**EXCERPT:**
So you understand now that this talk of types, objects, attributes, state and methods is really just common sense. All that's new here is the language. 

Class Definition

So let's discuss the syntax of classes. After we'll construct the Human class.

Class definitions all share a certain form. I'll lay it out. My example will be simple and typical. Expect complexity to grow later. 

A class definition begins as:

class Name():

Name is your choice. Capitalize please; that's usually done for class definitions. Parentheses are optional. I include them, but here at TF! we won't ever actually place anything inside them. (If you're curious what could go in there, Google "Python inheritance". I prefer the parentheses because classes are function-like in a certain respect; that are function-like in that we will call them. More about this in a bit.)

 What do we put in the class? Definitions! Typically function definitions, though we could assign values to variables too. Here's a simple example:

class Spam:

  eggs = 12

  def bacon(sausage):

    return sausage

How would be access those definitions. By our old friend the dot. So if we ran the program above, we could do this in the console:

>>> Spam.eggs

12

>>> Spam.bacon(12)

(Items in a dataset)
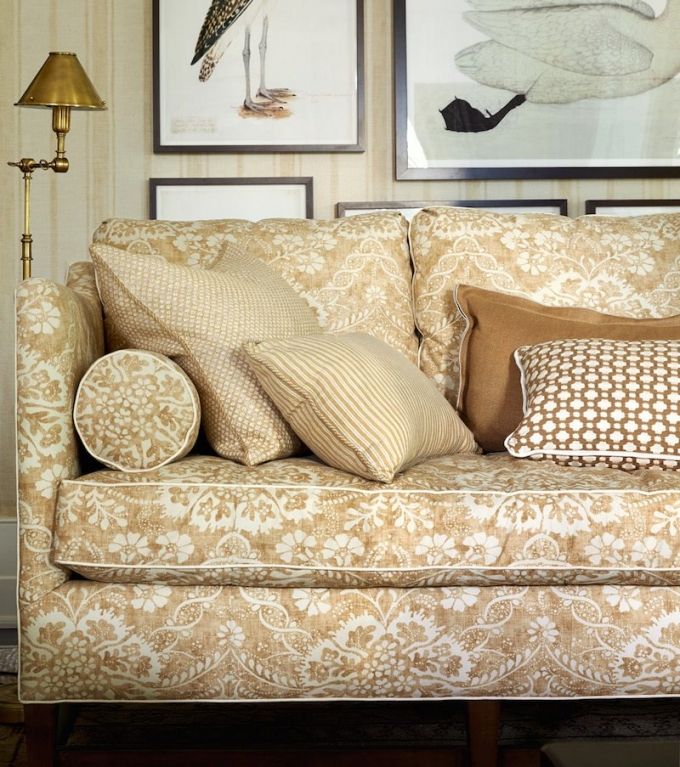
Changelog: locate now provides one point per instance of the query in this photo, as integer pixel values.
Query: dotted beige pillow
(600, 402)
(136, 410)
(201, 318)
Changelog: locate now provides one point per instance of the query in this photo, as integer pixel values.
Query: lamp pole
(62, 85)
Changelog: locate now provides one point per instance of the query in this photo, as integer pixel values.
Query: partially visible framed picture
(193, 199)
(409, 209)
(485, 89)
(631, 207)
(258, 76)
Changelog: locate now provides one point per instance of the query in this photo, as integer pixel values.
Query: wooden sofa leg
(40, 729)
(483, 720)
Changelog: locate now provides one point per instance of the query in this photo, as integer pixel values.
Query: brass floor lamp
(61, 83)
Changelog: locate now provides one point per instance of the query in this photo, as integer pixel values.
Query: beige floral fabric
(357, 403)
(59, 334)
(88, 641)
(600, 402)
(453, 520)
(621, 266)
(201, 318)
(355, 272)
(136, 410)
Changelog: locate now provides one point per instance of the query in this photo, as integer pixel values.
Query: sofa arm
(59, 334)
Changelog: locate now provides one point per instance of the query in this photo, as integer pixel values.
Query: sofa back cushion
(622, 266)
(355, 271)
(201, 318)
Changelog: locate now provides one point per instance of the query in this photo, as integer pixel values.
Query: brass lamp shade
(61, 82)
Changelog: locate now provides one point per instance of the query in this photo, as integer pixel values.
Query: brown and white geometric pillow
(600, 402)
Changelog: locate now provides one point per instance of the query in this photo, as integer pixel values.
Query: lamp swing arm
(61, 84)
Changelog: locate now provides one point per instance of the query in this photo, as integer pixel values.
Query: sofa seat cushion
(453, 520)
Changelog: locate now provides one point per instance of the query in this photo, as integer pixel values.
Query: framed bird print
(631, 207)
(194, 199)
(536, 88)
(258, 76)
(409, 209)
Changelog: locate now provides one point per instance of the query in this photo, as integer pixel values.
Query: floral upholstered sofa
(469, 575)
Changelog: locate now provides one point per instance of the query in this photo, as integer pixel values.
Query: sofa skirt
(88, 641)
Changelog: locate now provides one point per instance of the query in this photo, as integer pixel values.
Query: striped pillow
(359, 404)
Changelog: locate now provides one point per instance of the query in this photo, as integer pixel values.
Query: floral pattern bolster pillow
(600, 402)
(136, 410)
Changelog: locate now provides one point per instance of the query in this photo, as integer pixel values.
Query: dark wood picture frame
(356, 145)
(306, 182)
(404, 122)
(593, 206)
(352, 208)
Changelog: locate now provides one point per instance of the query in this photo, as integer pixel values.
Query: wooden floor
(150, 736)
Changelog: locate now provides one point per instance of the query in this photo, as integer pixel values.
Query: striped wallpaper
(111, 152)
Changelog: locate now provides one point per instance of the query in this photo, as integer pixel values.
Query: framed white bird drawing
(537, 88)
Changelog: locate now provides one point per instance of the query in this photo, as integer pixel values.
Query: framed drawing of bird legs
(536, 88)
(204, 67)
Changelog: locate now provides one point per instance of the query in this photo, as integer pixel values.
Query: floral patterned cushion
(620, 266)
(152, 642)
(356, 272)
(136, 410)
(454, 520)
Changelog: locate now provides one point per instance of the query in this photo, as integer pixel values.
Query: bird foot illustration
(275, 95)
(265, 108)
(460, 116)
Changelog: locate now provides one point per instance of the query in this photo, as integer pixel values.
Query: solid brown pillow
(490, 396)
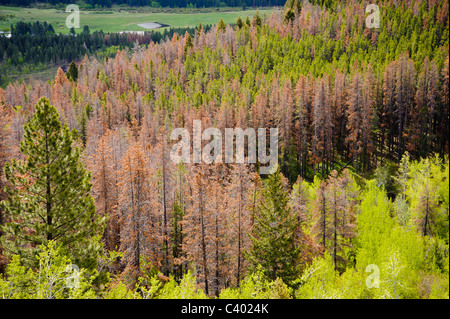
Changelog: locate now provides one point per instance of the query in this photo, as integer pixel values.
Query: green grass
(123, 20)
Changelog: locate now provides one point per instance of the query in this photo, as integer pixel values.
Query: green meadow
(120, 20)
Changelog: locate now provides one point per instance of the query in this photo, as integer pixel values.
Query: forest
(153, 3)
(92, 206)
(35, 45)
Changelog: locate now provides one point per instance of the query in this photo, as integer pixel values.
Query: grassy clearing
(120, 20)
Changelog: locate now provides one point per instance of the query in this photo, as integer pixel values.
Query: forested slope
(363, 179)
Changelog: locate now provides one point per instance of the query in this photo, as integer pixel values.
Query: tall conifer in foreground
(49, 198)
(273, 246)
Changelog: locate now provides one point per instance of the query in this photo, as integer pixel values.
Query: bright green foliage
(427, 192)
(55, 278)
(186, 289)
(272, 239)
(319, 281)
(50, 194)
(374, 224)
(256, 286)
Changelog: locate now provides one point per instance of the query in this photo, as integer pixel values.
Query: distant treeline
(155, 3)
(37, 42)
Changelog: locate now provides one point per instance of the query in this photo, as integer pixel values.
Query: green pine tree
(50, 194)
(273, 246)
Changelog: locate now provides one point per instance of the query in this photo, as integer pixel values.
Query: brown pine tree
(133, 201)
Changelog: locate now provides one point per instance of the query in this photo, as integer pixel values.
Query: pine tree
(49, 198)
(273, 246)
(72, 73)
(135, 219)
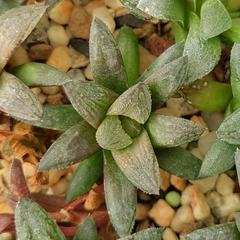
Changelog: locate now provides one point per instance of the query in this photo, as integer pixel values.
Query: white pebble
(105, 16)
(57, 36)
(205, 184)
(205, 142)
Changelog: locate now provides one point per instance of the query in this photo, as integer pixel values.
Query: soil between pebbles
(61, 40)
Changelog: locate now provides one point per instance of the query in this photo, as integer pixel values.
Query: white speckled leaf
(215, 19)
(105, 58)
(16, 25)
(229, 129)
(110, 134)
(91, 100)
(168, 131)
(33, 222)
(134, 103)
(164, 9)
(17, 99)
(73, 146)
(219, 158)
(206, 53)
(139, 164)
(146, 234)
(120, 195)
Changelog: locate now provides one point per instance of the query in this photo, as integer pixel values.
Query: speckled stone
(61, 13)
(60, 59)
(40, 52)
(80, 22)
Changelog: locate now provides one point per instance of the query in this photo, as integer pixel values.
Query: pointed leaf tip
(134, 103)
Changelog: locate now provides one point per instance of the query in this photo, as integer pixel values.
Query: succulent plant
(111, 126)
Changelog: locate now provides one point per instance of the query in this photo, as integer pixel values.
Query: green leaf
(6, 5)
(90, 100)
(219, 158)
(33, 222)
(128, 45)
(223, 231)
(179, 162)
(167, 81)
(172, 53)
(57, 117)
(86, 174)
(168, 131)
(105, 58)
(146, 234)
(131, 6)
(134, 103)
(87, 230)
(120, 195)
(39, 74)
(233, 34)
(24, 19)
(215, 19)
(139, 164)
(164, 9)
(235, 73)
(17, 99)
(208, 95)
(229, 129)
(206, 53)
(237, 164)
(73, 146)
(110, 134)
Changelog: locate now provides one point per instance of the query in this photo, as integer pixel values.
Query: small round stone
(173, 198)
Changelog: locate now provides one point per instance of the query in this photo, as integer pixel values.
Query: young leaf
(39, 74)
(57, 117)
(87, 230)
(33, 222)
(121, 196)
(164, 9)
(73, 146)
(17, 99)
(215, 19)
(233, 34)
(146, 234)
(206, 53)
(208, 95)
(229, 129)
(90, 100)
(105, 59)
(179, 162)
(172, 53)
(131, 6)
(235, 73)
(128, 45)
(139, 164)
(134, 103)
(110, 134)
(223, 231)
(86, 174)
(219, 158)
(16, 25)
(166, 81)
(168, 131)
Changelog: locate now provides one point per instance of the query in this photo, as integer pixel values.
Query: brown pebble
(80, 22)
(40, 52)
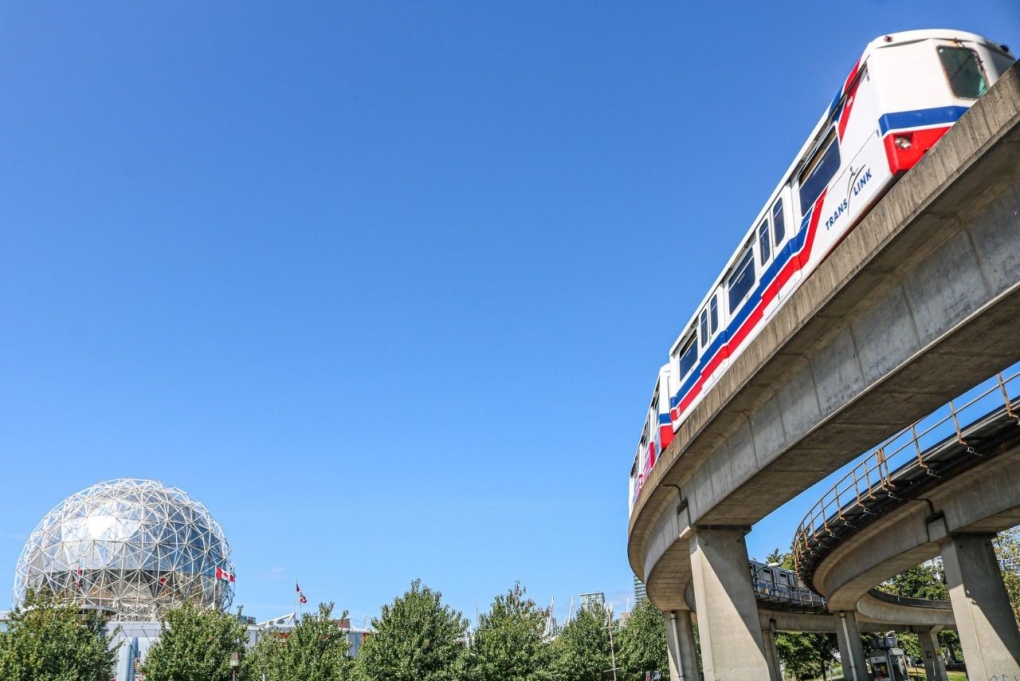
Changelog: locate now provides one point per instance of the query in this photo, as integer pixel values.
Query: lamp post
(758, 570)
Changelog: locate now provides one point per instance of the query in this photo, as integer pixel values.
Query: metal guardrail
(788, 597)
(919, 451)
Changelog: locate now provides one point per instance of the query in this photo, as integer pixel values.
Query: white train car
(904, 93)
(656, 434)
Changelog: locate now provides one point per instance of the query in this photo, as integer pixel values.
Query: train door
(712, 344)
(774, 253)
(660, 409)
(683, 375)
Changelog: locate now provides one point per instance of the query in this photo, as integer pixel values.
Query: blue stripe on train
(944, 115)
(793, 247)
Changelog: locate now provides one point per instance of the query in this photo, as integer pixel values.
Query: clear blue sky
(386, 285)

**TASKS AND EXERCISES:**
A. Pull out every line of the records that contains the word "pillow".
B. Carry on the excerpt about Python classes from the point where it stops.
The text and the records have nothing to do with each other.

**OUTPUTS:**
A.
Query: dotted beige pillow
Query: brown and white geometric pillow
Query: striped pillow
Query: floral pattern bolster pillow
Query: solid brown pillow

B.
12

So, if we use classes like this, they're just bags of definitions. (Note that a function inside a class is typically called a method. So Spam.bacon(12) called the bacon method in the Spam class and sent it the input 12.) That could be convenient, of course. But classes can do so much more. They give us the ability to create objects of a new type. Let's see how that's done.

The Constructor Method

Near the top of the definitions in a class (often first), comes a very special method, the class constructor. It begins def __init__(self, arg1, arg2, ...).  (Note that the method must be spelled just like that - double underscore "init" double underscore; only if its spelled like that will Python know that it's the class constructor.) A call to the constructor creates and returns a new instance of the class. self is a reference to the object under construction. You don't send a value for self. Its value is set for you; or better, the constructor creates self. You do send a values for arg1, arg2, etc. These values will (typically)  become the initial attributes of self. (Note: we could if we wanted use a name other than self. But no one does. Ever. Don't you dare use another name.)

The class constructor (typically) continues like this:

    self.attribute1 = arg1

    self.attribute2 = arg2

    . . .

On the left of = we create attribute names. These are attribute1, attribute2, etc. On the right are the expressions that give the newly-minted attributes their initial values. (As always, the right expressions can be complex. (arg1 ** 2) / arg2, arg1[1:], str(arg2), etc.)

Think of attributes as variables attached to objects in the class. Objects carry their attributes around with them. Note that the values of an object's attributes need not be the same as the the values of the attributes of another object in that class. (You might recall that in the Euclid module, pen-type objects had various attributes, color among them; and the color attributes of two pens didn't have to be the same.)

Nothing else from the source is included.